TAREFA PROPOSTA: Quais pessoas são citadas pelo nome no texto sobre Einstein e a contribuição brasileira à Teoria da Relatividade? Liste todas.

FONTE:
....
Apesar do entusiasmo com algumas iniciativas brasileiras, como a Rádio Sociedade — onde chegou a discursar ao vivo — e o trabalho do psiquiatra Juliano Moreira, Einstein demonstrou decepção com a falta de interlocutores especializados em física teórica. A carência de cientistas nas áreas básicas acabou levando o físico a se interessar mais por temas paralelos, como a história natural e questões sociais.

Contribuição brasileira à Teoria da Relatividade

Um dos momentos mais simbólicos da visita ocorreu em 9 de maio de 1925, quando Einstein conheceu o diretor do Observatório Nacional, Henrique Morize. Morize havia liderado, junto com o astrônomo argentino Charles Perrine, a histórica expedição ao município de Sobral, no Ceará, em 1919, durante um eclipse solar. Na ocasião, foi possível comprovar experimentalmente o desvio da luz de estrelas ao passar próximo ao Sol — uma das previsões da Teoria da Relatividade Geral.

“O problema que a minha mente imaginou foi resolvido aqui no céu do Brasil”, reconheceu Einstein diante dos cientistas brasileiros.

O atual diretor do Observatório, Jailson Alcaniz, destaca que, embora outras expedições tenham participado da observação — como uma britânica liderada por Arthur Eddington na Ilha de Príncipe —, os dados brasileiros foram mais precisos. “Por muitos anos, os créditos foram atribuídos quase exclusivamente à expedição inglesa, o que revela um viés eurocêntrico recorrente na história da ciência”, afirma.

Alcaniz também lembra que o GPS usado hoje depende diretamente das correções relativísticas formuladas por Einstein. “A comprovação feita em Sobral não apenas validou uma teoria revolucionária, mas também mudou para sempre a forma como entendemos a gravidade e o espaço-tempo”, reforça.
....
DADOS FORNECIDOS:

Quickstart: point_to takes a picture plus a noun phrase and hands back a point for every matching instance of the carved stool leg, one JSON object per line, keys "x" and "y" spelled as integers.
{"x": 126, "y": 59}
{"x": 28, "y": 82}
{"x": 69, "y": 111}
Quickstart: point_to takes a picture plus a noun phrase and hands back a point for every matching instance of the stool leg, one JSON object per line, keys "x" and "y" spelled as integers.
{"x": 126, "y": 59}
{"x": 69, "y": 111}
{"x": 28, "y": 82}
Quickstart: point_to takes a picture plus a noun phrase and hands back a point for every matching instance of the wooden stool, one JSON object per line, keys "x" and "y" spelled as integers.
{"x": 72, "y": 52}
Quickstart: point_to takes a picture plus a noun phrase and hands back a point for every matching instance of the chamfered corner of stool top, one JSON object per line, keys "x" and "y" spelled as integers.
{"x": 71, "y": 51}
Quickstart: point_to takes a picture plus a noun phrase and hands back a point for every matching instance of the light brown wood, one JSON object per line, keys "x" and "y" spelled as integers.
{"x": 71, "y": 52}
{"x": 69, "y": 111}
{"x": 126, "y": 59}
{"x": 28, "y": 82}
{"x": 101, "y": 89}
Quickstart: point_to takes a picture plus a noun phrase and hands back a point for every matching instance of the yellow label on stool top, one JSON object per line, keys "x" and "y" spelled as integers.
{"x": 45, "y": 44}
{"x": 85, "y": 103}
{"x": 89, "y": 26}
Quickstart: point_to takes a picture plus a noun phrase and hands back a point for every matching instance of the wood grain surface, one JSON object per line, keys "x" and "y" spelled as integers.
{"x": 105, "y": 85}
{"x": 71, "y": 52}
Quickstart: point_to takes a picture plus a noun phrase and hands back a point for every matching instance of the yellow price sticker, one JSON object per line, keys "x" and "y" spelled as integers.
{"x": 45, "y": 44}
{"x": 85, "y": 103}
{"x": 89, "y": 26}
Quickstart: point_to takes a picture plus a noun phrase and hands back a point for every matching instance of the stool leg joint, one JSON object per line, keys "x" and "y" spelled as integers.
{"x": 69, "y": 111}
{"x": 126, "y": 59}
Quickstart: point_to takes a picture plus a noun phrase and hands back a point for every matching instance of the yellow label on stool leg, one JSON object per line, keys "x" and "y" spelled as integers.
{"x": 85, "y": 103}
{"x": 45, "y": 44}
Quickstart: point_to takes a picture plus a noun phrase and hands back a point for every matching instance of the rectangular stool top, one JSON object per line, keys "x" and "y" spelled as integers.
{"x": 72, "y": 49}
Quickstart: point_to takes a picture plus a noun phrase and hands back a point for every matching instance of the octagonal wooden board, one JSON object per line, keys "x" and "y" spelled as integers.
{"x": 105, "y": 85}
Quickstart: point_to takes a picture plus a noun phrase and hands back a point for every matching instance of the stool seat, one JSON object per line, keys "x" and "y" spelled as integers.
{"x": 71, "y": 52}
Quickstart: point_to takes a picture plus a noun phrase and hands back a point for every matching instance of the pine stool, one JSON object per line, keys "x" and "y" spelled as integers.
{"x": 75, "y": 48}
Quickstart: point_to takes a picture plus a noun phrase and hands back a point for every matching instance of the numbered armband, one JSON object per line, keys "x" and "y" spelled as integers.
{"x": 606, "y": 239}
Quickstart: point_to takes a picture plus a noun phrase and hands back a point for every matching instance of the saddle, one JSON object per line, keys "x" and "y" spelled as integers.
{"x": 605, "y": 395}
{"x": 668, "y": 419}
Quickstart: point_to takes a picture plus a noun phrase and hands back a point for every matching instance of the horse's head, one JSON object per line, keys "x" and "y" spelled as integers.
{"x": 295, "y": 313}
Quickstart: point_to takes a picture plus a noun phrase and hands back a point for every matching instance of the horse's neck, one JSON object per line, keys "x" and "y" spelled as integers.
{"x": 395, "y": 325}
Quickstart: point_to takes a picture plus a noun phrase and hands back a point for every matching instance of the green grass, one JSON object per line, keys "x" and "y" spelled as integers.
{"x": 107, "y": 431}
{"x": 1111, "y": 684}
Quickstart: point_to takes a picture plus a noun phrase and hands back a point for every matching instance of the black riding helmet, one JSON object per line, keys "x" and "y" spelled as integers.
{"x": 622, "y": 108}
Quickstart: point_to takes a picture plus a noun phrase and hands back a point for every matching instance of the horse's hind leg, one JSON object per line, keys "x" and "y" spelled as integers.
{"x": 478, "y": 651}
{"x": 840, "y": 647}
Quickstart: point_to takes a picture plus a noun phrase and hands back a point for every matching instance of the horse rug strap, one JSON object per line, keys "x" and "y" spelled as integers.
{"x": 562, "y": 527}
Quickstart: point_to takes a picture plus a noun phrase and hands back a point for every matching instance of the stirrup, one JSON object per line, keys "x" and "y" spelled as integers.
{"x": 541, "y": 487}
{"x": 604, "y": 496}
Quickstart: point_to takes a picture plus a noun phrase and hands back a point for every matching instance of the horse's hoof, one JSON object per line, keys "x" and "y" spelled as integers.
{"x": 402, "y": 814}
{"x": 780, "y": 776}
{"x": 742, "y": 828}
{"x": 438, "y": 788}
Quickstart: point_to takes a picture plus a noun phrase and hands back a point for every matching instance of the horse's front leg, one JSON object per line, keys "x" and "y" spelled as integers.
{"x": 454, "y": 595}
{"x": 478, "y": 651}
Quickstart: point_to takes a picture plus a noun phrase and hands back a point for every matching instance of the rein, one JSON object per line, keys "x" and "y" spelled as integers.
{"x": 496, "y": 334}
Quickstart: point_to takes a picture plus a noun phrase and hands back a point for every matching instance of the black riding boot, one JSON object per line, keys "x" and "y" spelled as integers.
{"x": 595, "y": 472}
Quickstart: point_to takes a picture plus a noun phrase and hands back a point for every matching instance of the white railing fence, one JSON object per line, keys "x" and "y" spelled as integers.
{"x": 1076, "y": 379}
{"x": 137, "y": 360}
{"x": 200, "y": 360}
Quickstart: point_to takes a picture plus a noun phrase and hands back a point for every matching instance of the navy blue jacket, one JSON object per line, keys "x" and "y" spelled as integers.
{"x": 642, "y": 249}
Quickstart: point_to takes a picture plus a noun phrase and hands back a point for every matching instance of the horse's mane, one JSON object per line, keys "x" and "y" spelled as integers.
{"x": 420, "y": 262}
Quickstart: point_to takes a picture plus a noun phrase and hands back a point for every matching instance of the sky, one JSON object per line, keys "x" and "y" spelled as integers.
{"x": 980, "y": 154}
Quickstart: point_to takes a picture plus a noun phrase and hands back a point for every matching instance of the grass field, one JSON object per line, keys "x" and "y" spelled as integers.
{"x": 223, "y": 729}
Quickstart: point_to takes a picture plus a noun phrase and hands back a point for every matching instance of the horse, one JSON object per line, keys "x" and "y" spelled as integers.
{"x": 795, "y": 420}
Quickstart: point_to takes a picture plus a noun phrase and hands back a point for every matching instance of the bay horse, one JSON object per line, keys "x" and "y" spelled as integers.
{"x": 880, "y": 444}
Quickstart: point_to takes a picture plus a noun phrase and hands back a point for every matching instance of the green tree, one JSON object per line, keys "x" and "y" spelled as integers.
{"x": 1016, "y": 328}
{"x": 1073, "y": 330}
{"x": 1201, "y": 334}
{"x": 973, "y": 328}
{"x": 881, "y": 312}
....
RESULTADO DO EXERCÍCIO:
- Einstein
- Juliano Moreira
- Henrique Morize
- Charles Perrine
- Arthur Eddington
- Jailson Alcaniz